**The task**
Render the lines from the start of the items through the line containing "[(135, 113)]" as a numbered list, leaving out any blank lines.

**Stored records**
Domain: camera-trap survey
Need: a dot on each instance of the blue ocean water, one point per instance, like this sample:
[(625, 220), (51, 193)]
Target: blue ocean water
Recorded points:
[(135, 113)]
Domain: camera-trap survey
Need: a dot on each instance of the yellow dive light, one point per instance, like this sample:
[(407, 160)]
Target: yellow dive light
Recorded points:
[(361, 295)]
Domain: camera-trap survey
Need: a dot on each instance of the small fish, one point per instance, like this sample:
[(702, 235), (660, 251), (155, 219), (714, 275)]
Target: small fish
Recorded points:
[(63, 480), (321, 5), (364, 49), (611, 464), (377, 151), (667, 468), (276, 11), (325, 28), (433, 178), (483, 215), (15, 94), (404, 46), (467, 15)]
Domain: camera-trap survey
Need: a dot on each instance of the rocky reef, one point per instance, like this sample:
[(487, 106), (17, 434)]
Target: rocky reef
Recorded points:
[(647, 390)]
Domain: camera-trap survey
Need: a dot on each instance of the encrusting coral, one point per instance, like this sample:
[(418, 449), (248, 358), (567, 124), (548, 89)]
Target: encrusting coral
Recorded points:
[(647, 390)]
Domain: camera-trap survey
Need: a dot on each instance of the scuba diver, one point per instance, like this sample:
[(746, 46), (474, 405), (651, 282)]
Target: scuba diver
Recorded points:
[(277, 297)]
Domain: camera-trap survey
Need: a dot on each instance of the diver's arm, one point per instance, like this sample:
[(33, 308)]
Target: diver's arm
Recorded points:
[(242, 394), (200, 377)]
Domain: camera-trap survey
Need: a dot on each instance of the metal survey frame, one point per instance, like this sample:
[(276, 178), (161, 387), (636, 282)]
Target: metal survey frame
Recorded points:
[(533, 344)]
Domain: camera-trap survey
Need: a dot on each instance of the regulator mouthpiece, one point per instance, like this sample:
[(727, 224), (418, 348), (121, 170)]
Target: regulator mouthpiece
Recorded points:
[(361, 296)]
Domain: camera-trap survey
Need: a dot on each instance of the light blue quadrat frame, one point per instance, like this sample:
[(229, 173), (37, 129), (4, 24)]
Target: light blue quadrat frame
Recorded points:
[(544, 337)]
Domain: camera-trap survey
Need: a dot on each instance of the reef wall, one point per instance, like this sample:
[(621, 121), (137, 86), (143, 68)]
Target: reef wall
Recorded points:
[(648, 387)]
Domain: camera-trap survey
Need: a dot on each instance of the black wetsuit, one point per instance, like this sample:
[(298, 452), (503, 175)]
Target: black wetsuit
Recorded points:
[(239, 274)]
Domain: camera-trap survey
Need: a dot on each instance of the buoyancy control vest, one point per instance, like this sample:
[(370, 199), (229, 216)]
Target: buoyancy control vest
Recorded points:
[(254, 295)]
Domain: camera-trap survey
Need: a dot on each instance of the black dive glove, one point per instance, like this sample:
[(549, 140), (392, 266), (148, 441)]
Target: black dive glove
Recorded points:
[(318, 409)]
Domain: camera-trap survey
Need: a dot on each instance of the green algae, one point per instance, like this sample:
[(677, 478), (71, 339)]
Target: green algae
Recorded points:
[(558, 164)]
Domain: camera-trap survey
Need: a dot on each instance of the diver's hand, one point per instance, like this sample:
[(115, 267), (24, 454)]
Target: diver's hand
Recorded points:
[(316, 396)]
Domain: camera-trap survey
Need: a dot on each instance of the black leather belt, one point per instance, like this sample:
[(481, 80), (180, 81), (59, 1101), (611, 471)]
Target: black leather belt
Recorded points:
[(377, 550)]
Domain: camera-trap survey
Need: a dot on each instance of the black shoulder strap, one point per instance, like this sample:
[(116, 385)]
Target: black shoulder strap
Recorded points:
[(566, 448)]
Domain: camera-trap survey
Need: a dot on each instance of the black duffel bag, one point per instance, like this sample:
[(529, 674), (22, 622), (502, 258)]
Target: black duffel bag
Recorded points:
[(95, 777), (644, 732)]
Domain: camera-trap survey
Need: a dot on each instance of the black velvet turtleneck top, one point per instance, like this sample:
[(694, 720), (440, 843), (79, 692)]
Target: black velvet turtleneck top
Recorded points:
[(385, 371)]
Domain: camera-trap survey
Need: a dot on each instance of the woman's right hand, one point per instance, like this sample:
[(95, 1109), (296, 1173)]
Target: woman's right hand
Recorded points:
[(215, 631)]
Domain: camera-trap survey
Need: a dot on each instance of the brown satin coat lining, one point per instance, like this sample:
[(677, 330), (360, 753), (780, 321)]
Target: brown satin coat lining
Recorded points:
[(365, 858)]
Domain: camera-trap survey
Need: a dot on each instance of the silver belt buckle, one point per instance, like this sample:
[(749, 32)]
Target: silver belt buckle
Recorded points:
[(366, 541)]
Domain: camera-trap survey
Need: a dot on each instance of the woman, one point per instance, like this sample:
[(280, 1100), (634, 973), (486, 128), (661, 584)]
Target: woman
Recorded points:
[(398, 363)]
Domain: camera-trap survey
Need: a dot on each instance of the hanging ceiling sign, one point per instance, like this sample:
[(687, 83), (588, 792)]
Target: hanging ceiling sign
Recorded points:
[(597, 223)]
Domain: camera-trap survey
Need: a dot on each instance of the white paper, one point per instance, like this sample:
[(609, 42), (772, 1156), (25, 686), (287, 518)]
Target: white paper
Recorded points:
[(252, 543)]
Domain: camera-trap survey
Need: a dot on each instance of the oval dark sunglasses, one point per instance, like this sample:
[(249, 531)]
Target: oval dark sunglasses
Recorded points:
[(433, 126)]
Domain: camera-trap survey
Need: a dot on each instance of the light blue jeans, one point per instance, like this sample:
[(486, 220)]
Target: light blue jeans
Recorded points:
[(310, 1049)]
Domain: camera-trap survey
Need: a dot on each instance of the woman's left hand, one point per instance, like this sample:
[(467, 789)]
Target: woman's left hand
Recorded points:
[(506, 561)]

**Response to this exercise**
1. Domain: camera-trap survey
2. Need: a dot on each instance of the blue ocean water, one point per instance, like this sample:
3. [(625, 220), (51, 193)]
4. Target: blue ocean water
5. Recorded points:
6. [(135, 113)]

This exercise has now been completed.